**Material for this task**

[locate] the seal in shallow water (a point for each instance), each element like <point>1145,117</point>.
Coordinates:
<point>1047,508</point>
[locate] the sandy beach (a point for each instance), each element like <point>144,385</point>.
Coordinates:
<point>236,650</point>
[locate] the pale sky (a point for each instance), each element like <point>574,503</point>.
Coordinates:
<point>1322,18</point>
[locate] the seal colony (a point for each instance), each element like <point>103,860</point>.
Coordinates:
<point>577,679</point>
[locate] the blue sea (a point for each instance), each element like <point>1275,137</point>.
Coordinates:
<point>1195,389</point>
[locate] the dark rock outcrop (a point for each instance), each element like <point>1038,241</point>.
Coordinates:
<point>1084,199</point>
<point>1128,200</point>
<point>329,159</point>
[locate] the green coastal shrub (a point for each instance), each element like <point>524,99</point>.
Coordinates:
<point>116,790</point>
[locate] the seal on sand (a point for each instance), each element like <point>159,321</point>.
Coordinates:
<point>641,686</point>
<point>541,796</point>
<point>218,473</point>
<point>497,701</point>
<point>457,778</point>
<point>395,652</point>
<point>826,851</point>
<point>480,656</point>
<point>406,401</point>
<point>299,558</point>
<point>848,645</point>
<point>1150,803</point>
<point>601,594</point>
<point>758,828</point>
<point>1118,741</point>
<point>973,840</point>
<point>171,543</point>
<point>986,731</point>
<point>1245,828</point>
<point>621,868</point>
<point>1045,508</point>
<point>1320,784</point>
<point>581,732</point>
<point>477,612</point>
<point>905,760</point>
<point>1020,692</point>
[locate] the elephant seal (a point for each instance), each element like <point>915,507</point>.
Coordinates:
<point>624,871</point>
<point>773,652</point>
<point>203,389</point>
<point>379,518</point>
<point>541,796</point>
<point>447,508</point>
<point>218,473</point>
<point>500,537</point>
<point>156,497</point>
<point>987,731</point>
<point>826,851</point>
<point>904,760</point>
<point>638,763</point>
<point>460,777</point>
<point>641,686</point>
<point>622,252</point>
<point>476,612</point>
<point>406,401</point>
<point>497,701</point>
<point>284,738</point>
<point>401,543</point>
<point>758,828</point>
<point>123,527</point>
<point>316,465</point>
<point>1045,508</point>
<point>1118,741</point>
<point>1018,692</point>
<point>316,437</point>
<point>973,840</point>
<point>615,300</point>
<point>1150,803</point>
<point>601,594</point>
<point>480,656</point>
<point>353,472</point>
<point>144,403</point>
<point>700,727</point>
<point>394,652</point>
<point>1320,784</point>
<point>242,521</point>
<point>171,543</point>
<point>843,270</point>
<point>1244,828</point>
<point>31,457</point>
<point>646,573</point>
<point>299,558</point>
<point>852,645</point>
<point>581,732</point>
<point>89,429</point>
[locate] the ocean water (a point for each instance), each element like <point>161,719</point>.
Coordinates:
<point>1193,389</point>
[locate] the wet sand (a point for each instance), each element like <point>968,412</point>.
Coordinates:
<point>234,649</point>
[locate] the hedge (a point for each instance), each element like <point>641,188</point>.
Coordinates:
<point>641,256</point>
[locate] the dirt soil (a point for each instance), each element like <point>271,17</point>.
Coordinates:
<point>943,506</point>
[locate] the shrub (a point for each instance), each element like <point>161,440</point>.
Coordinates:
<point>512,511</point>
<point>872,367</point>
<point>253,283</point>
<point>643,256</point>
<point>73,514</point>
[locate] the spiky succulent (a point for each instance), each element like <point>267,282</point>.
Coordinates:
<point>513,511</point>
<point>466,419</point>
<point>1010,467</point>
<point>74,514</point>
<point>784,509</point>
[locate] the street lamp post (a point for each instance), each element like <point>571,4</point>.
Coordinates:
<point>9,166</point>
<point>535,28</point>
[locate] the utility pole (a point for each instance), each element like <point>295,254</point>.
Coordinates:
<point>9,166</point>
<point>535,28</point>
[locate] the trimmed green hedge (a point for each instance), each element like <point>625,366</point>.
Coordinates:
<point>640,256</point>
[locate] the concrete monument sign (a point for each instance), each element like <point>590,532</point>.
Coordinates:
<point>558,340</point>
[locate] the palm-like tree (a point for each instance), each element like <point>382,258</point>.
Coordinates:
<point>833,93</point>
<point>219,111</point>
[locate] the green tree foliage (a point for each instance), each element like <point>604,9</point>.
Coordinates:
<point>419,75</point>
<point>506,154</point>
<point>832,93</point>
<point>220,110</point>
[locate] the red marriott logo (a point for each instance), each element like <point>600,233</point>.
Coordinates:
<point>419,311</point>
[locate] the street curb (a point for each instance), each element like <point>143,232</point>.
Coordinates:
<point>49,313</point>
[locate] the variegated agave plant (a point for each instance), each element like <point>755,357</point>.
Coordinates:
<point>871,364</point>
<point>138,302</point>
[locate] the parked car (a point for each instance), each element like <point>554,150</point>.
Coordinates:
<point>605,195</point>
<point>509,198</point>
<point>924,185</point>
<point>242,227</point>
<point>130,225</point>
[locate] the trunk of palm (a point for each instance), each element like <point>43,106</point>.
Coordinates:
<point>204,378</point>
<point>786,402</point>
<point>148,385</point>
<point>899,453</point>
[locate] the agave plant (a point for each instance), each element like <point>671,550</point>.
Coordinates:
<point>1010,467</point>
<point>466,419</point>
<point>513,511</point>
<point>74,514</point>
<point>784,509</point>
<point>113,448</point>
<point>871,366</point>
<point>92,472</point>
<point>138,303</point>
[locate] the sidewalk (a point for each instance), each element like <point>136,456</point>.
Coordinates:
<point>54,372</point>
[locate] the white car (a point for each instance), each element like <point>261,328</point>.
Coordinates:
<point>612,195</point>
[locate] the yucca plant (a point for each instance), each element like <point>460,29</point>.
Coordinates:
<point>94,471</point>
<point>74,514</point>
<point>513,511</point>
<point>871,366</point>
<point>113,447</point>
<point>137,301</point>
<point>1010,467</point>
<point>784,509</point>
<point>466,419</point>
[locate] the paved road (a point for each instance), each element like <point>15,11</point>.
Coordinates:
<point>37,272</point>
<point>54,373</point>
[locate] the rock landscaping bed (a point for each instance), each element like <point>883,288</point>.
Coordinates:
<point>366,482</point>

**To do**
Retype exactly the lines of the data above that fall between the line with "[locate] the sandy" and the line with "[locate] the dark", inclusive, and add nothing.

**Answer below**
[locate] the sandy beach (a point for each instance), each element like <point>144,385</point>.
Coordinates:
<point>236,650</point>
[locate] the pale sky (a point for each instance), each element like <point>574,503</point>.
Coordinates:
<point>1322,18</point>
[locate] the seal colony (a point for each instance), each element like <point>103,860</point>.
Coordinates:
<point>577,679</point>
[locate] the blue sea (a point for each instance), each element like <point>1275,137</point>.
Coordinates:
<point>1195,389</point>
[locate] the dark rock outcrop (a point for each instance), each element like <point>1038,241</point>.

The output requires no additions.